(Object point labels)
┄┄┄┄┄┄

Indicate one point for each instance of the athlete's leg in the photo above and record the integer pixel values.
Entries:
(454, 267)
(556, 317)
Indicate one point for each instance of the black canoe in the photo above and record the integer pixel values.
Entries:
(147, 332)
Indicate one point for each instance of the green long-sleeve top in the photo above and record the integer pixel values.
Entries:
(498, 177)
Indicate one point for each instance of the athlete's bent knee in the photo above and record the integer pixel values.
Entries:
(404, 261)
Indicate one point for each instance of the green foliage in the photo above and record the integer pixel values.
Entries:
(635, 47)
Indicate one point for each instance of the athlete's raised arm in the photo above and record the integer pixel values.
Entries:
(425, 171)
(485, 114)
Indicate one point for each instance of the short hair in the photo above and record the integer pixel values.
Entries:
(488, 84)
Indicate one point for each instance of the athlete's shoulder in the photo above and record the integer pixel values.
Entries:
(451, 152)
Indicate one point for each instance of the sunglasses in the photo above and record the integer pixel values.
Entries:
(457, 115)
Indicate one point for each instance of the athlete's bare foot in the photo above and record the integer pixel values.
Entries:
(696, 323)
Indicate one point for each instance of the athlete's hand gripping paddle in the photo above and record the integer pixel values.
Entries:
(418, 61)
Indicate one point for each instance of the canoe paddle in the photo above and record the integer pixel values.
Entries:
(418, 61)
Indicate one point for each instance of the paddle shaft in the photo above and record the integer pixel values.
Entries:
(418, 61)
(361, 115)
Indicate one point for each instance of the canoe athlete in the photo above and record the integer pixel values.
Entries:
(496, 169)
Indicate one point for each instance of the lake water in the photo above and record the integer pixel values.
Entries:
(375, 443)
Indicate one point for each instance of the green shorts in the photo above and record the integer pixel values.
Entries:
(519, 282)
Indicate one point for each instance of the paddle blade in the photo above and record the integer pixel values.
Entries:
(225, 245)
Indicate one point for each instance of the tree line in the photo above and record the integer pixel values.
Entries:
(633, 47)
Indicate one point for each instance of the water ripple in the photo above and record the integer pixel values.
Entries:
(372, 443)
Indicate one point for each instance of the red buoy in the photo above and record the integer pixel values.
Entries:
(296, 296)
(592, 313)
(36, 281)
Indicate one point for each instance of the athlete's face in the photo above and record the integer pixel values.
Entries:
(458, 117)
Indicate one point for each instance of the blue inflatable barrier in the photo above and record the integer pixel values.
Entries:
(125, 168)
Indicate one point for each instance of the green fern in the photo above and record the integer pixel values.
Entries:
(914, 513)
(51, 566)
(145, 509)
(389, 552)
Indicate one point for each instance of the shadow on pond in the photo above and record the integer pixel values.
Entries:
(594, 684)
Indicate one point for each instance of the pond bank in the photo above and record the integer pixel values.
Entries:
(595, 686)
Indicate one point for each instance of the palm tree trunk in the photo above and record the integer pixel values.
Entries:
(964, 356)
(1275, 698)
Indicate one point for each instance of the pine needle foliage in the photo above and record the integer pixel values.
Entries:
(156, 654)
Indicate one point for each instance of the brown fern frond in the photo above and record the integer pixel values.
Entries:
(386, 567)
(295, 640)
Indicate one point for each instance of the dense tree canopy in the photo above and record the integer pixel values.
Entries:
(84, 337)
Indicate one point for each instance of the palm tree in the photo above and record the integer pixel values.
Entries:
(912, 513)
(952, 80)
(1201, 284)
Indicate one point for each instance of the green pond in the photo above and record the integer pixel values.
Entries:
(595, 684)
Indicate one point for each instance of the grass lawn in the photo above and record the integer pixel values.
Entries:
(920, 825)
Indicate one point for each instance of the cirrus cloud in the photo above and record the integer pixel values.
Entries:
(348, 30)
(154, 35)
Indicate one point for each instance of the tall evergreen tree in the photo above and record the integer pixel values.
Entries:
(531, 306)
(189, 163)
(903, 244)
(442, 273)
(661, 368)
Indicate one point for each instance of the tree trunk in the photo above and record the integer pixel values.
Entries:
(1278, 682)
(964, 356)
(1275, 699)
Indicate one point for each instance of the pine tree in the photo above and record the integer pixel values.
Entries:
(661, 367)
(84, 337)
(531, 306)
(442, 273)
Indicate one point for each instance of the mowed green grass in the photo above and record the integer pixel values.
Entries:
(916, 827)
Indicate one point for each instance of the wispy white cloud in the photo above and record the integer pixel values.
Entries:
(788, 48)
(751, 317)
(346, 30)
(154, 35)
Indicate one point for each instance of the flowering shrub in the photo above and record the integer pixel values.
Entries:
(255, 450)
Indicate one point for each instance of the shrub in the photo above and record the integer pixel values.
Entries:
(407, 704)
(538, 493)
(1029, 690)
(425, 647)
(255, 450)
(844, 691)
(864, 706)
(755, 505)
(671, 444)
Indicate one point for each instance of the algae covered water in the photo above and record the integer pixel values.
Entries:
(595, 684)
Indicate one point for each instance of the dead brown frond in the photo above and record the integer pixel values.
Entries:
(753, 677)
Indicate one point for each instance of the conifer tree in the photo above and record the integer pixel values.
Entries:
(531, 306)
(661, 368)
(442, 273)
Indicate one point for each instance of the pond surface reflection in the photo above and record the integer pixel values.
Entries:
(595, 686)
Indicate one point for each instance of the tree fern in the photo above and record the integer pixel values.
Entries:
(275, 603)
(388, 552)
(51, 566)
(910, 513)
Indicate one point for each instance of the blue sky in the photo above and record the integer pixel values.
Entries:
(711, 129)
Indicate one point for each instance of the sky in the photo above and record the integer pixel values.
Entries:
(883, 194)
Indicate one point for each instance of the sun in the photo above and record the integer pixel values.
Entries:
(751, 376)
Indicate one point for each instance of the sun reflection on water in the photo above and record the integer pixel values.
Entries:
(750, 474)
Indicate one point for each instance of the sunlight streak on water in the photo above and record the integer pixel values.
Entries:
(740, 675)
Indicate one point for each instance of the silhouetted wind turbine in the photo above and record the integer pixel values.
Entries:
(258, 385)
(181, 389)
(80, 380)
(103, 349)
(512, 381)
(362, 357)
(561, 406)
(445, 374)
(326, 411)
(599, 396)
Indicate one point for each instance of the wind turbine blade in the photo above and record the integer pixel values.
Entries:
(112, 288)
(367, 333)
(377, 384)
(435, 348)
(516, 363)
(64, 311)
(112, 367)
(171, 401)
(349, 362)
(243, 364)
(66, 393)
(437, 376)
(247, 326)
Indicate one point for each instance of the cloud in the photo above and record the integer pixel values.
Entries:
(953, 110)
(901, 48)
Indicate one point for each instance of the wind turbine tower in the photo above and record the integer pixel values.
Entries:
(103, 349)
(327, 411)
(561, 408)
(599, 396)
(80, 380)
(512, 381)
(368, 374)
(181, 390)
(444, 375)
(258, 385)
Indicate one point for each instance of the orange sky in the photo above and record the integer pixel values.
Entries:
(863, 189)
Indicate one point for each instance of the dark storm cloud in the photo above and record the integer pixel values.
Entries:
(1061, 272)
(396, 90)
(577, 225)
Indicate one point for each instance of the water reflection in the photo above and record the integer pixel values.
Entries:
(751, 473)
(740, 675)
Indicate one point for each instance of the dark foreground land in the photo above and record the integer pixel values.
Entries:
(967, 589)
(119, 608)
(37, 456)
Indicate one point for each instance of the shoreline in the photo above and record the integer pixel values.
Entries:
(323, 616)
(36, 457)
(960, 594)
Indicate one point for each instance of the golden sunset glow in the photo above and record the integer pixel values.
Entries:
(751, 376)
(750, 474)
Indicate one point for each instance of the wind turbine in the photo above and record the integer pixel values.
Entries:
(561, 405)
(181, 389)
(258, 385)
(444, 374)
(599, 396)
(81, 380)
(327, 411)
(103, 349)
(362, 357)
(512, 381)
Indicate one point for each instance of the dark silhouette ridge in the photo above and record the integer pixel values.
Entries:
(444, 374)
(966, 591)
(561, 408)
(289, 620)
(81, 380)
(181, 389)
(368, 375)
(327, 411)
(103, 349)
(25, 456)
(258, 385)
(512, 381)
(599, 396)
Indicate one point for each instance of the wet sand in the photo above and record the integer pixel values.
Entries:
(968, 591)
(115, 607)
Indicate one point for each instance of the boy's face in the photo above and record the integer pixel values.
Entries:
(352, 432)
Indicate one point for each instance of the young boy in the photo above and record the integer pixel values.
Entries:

┄┄┄┄┄┄

Return the lines above, from the one containing "Indicate one point for each instance of the golden" to the end, exactly as they stand.

Indicate one point for each instance of the golden sunset glow in the photo above and record the integer pixel values.
Entries:
(751, 376)
(750, 474)
Indicate one point for each instance of the wind turbine in the photo above and record the integer pixel values.
Entries:
(561, 405)
(181, 389)
(258, 385)
(444, 374)
(599, 396)
(81, 380)
(327, 411)
(103, 349)
(362, 357)
(512, 381)
Indicate one point for each instance of the dark silhouette ridge in the photo above and record the integer pixel values.
Entries:
(444, 374)
(966, 591)
(561, 408)
(289, 620)
(81, 380)
(181, 389)
(368, 375)
(327, 411)
(103, 349)
(25, 456)
(258, 385)
(512, 381)
(599, 396)
Indicate one point for each instance of the wet sand in the photo above and record the integer pixel values.
Entries:
(968, 591)
(115, 607)
Indicate one point for each instance of the boy's face in the photo above and record the integer pixel values.
Entries:
(352, 432)
Indicate one point for each instance of the young boy in the photo above and record the integer pixel values.
Entries:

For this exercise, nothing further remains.